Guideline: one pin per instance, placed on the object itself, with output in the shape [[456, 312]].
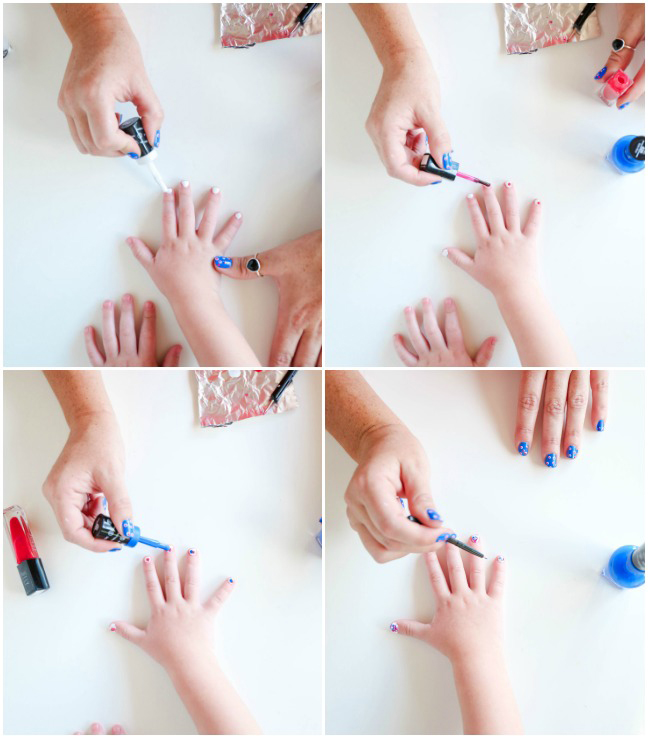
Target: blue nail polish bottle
[[628, 154], [627, 567]]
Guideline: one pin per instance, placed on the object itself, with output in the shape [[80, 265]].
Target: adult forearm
[[389, 27], [80, 394], [210, 699], [488, 705], [354, 411]]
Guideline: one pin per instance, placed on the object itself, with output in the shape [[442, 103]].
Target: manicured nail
[[128, 528]]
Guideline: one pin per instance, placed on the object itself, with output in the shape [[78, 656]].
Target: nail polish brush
[[148, 154], [453, 540], [104, 528], [280, 389], [431, 167]]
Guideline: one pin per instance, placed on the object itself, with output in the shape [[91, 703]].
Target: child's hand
[[468, 622], [128, 349], [98, 729], [505, 261], [182, 267], [432, 347]]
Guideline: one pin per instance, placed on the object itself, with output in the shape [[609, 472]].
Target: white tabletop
[[532, 119], [248, 121], [575, 642], [248, 497]]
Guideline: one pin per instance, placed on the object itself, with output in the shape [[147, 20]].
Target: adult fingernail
[[128, 528], [223, 262]]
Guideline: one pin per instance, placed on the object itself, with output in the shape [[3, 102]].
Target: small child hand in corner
[[467, 627], [180, 637], [123, 347], [506, 263], [182, 268]]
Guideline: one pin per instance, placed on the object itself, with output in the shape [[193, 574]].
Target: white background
[[247, 121], [575, 642], [248, 497], [535, 120]]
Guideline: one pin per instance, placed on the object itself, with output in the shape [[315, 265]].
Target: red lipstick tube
[[30, 567]]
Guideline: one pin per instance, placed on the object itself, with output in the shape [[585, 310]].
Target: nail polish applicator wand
[[431, 167], [104, 528]]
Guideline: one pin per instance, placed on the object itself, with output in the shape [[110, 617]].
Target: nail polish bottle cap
[[429, 165]]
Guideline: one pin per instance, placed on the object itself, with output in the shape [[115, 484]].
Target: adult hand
[[89, 469], [566, 393], [392, 465], [405, 118], [105, 67], [296, 267], [631, 28]]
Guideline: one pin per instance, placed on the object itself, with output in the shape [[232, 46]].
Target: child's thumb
[[409, 627]]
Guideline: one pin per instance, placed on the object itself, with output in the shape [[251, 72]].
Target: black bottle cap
[[429, 165], [32, 574], [133, 127]]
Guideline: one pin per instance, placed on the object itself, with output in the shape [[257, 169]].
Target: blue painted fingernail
[[223, 262], [128, 528], [550, 460]]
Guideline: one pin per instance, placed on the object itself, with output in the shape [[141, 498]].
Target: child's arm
[[467, 628], [179, 636], [506, 264], [182, 268], [123, 347]]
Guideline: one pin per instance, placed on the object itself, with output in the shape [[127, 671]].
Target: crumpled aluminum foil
[[225, 396], [246, 24], [532, 26]]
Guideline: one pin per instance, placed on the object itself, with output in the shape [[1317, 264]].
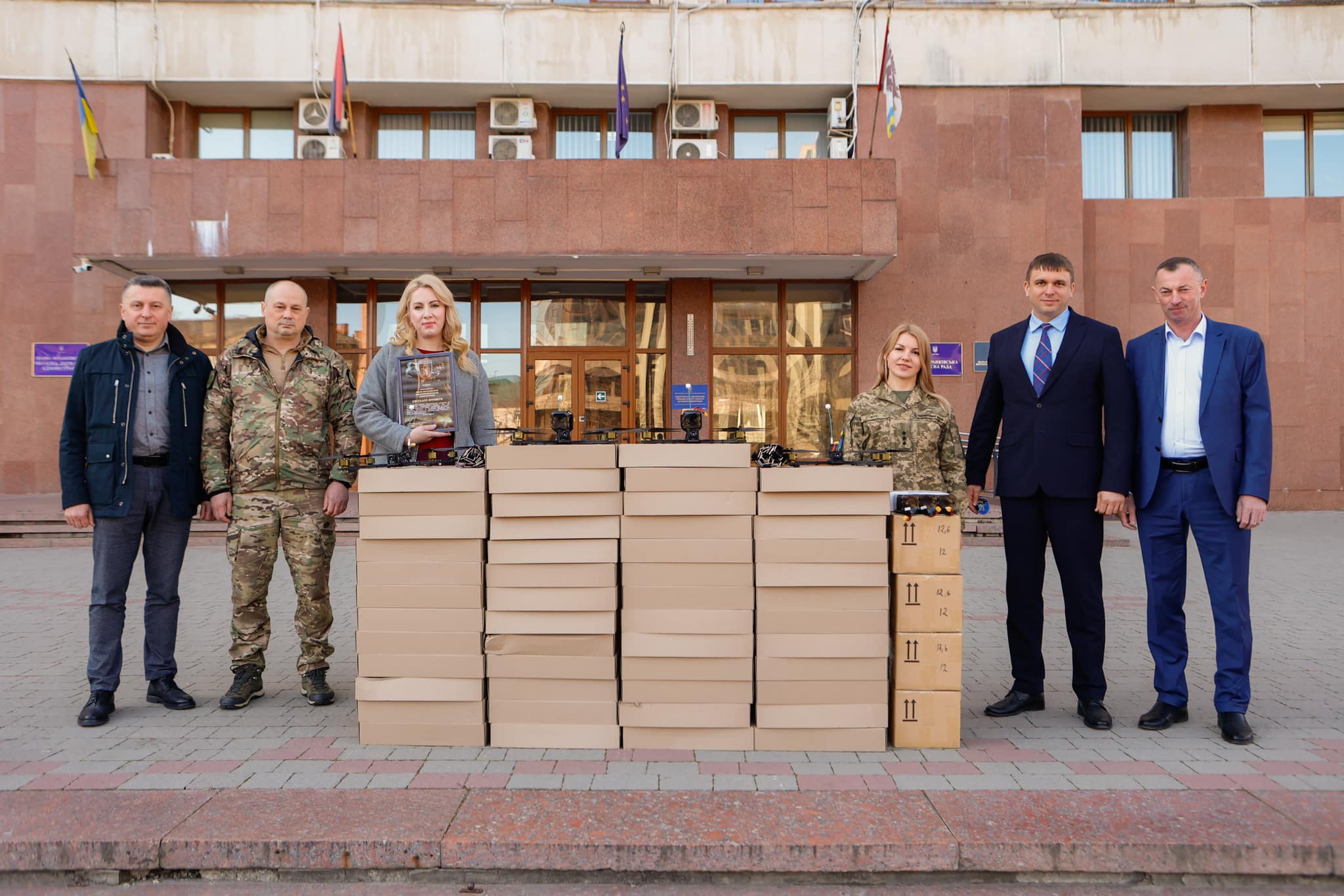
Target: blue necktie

══════

Rewrite all of the lines above, putting "Rule" in place of every "Guideline" and changing nothing else. Leave out the pictures.

→ RESPONSE
Rule: one pin per instance, placed on the object itself, with output in the shape [[456, 312]].
Target: blue nail polish bottle
[[628, 154], [627, 567]]
Rule: one pin per instance, placed on the object itself, with output in the shape [[80, 265]].
Target: adult forearm
[[389, 27], [80, 394], [210, 699], [488, 705], [354, 411]]
Rule: one pin per instance, placed on the object itself, with output in the shape [[442, 103]].
Target: manicured nail
[[128, 528]]
Rule: one pin per instance, placed on the object itself, with output in the shape [[78, 656]].
Target: nail polish brush
[[148, 154], [453, 540], [104, 528], [280, 389], [431, 167]]
Rule: one pin per instance, placed on the object itself, with output in the shape [[91, 703]].
Target: child's hand
[[468, 622], [128, 349], [98, 729], [505, 261], [182, 267], [432, 347]]
Rule: one pin per instance, placed on the object itself, with output in the shape [[609, 472]].
Target: white tabletop
[[532, 119], [248, 121], [575, 642], [248, 497]]
Rule: one pin per instance, placed on the object itself, with output in the shape [[147, 20]].
Target: adult fingernail
[[128, 528], [223, 262]]
Rule: one pin per instance, placed on the object itself, with output in the shape [[3, 102]].
Target: small child hand in corner
[[467, 627], [180, 637], [123, 347], [506, 263], [182, 268]]
Rule: one pin per instance, placed on the object itself, with output in the shape [[193, 574]].
Target: white background
[[247, 121], [575, 642], [248, 497], [535, 120]]
Rule: one pin per instance, placed on the object itself, with output in the shape [[315, 265]].
Target: red lipstick tube
[[30, 567]]
Rule: one pin per instance, placed on the object itself, with output in the shape [[585, 310]].
Target: nail polish applicator wand
[[431, 167], [104, 528]]
Rule: one pin per instance, placed on the object itself, with output in the shape [[110, 617]].
Target: nail polish bottle cap
[[429, 165]]
Rule: one pin per instance, placed on the object itself, with output in the shape [[115, 484]].
Target: adult hand
[[89, 469], [566, 393], [392, 465], [405, 118], [105, 67], [296, 267], [631, 28]]
Rule: one pin per instance, placed on the object itself, with output in the shape [[232, 46]].
Target: child's thumb
[[409, 627]]
Rule: one pin per instance, placed on the object itself, with output in the shape [[251, 72]].
Target: black bottle cap
[[429, 165], [32, 574], [133, 127]]
Rule: one pin per instance, placed on the object itself, with output in the shape [[257, 169]].
Target: blue painted fingernail
[[223, 262], [128, 528], [550, 460]]
Rule: one pin per instance, placed on the object itself, with output in the shape [[141, 498]].
Target: child's arm
[[467, 628], [179, 636], [506, 264], [182, 268], [123, 347]]
Rule: one pin per instance, placed on the object itself, with output in the shape [[127, 671]].
Target: crumpled aluminum foil
[[225, 396], [246, 24], [532, 26]]
Rule: one pin per instance, placed on the object itself, with output in the shape [[1317, 264]].
Target: blue necktie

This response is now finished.